(Referring expression pointing data)
.....

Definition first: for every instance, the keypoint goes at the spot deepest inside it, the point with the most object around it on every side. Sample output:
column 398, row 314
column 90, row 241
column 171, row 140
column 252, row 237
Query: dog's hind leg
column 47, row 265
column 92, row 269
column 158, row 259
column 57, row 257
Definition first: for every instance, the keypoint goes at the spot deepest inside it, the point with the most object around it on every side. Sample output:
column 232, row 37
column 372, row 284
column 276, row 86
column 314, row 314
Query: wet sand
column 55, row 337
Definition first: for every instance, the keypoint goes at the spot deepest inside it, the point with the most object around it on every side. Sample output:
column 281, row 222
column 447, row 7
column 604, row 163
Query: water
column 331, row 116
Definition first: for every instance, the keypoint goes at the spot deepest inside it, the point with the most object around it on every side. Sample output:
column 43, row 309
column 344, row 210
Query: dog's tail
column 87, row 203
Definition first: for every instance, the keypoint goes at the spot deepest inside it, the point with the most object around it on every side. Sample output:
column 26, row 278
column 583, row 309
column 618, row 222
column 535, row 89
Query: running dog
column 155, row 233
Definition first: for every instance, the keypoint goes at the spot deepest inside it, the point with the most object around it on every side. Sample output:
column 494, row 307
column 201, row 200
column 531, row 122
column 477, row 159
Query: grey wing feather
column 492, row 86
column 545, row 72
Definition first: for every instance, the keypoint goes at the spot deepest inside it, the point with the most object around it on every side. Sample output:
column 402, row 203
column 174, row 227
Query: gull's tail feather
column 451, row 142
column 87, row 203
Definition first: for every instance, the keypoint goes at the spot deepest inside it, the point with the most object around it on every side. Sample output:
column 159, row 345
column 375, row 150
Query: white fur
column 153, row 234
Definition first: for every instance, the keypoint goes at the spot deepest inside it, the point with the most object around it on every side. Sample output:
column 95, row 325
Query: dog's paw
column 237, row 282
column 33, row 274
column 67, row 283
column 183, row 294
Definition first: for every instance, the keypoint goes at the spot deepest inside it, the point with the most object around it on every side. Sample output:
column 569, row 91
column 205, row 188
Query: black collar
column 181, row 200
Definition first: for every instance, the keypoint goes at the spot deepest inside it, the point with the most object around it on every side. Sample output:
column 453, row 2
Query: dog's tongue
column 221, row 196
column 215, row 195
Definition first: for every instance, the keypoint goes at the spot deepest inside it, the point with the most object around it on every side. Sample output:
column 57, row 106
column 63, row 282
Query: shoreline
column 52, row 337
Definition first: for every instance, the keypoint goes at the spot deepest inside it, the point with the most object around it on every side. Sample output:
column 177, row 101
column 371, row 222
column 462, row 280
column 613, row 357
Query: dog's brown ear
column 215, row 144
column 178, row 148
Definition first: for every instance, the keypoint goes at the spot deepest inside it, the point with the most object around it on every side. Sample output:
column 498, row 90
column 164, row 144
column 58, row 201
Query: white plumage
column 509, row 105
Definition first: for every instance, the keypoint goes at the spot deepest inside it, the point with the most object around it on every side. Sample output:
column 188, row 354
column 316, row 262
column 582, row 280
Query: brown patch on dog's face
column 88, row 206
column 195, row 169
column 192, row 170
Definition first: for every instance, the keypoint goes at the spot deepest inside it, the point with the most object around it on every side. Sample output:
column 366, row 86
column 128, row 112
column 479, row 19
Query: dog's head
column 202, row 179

.....

Your answer must be an exact copy of every entry above.

Definition first: for every instance, the keypoint goes at the spot deepest inside it, the point with the most object around it on every side. Sample output:
column 398, row 314
column 90, row 241
column 171, row 140
column 252, row 237
Query: dog's hind leg
column 47, row 265
column 92, row 269
column 158, row 259
column 57, row 257
Definition first: for every instance, the keypoint goes at the spot deepest inside it, the point with the most object around it on every side. Sample output:
column 232, row 37
column 372, row 284
column 276, row 86
column 314, row 314
Query: wet sand
column 55, row 337
Definition first: for every instance, the keypoint goes at the spot deepest inside it, the point with the most object around it on every side. Sample output:
column 281, row 222
column 447, row 7
column 604, row 163
Query: water
column 331, row 116
Definition first: for every instance, the keypoint goes at the spot deepest inside it, the point with the most object around it on every side. Sample output:
column 43, row 309
column 344, row 210
Query: dog's tail
column 87, row 203
Definition first: for every instance, the keypoint goes at the spot deepest inside it, the point with the most object around it on every side. Sample output:
column 26, row 278
column 583, row 309
column 618, row 222
column 535, row 89
Query: running dog
column 155, row 233
Definition first: for every instance, the keypoint goes at the spot deepest inside it, the point with the most object around it on every side. Sample output:
column 494, row 307
column 201, row 200
column 531, row 122
column 477, row 159
Query: grey wing feather
column 492, row 86
column 545, row 72
Definition first: for every instance, the keypoint goes at the spot deepest inside it, the point with the most object around it on every side. Sample output:
column 402, row 203
column 174, row 227
Query: gull's tail feather
column 451, row 142
column 87, row 203
Definition first: for every instance, the keypoint goes at the spot deepest inside it, the point with the most object around it on every side. Sample output:
column 159, row 345
column 375, row 150
Query: white fur
column 153, row 234
Definition first: for every instance, the keypoint goes at the spot deepest inside it, the point with the most object around it on every side. Sample output:
column 95, row 325
Query: dog's paw
column 237, row 282
column 33, row 274
column 67, row 283
column 183, row 294
Definition first: for every instance, the keypoint goes at the spot deepest inside it, the point with the most object around it on every side. Sample output:
column 569, row 91
column 205, row 188
Query: black collar
column 181, row 200
Definition first: for every instance, the keypoint goes at the spot deepest inside it, the point with the most object around it on every side. Sample output:
column 453, row 2
Query: dog's tongue
column 221, row 196
column 215, row 195
Definition first: for every instance, the keypoint goes at the spot deepest inside it, the point with the most object around it on every side. Sample output:
column 57, row 106
column 63, row 282
Query: shoreline
column 52, row 337
Definition first: for every instance, the keypoint goes at the spot deepest inside it, the point with the most object around it on every side. Sample output:
column 177, row 101
column 371, row 222
column 462, row 280
column 613, row 357
Query: dog's brown ear
column 215, row 144
column 178, row 148
Definition first: for every instance, the keypoint goes at the spot deepest inside it, the point with the most object around it on every side. Sample output:
column 498, row 90
column 164, row 144
column 58, row 201
Query: white plumage
column 509, row 105
Definition first: for every instance, the keypoint goes at the spot deepest inside it, the point with the most object around it on every side. Sample output:
column 188, row 354
column 316, row 262
column 582, row 280
Query: brown patch on dog's face
column 88, row 206
column 195, row 169
column 192, row 170
Definition first: for every instance, the keypoint goes at the spot deepest inside it, the point with the most object around it on every side. Sample output:
column 366, row 86
column 128, row 112
column 479, row 19
Query: dog's head
column 202, row 179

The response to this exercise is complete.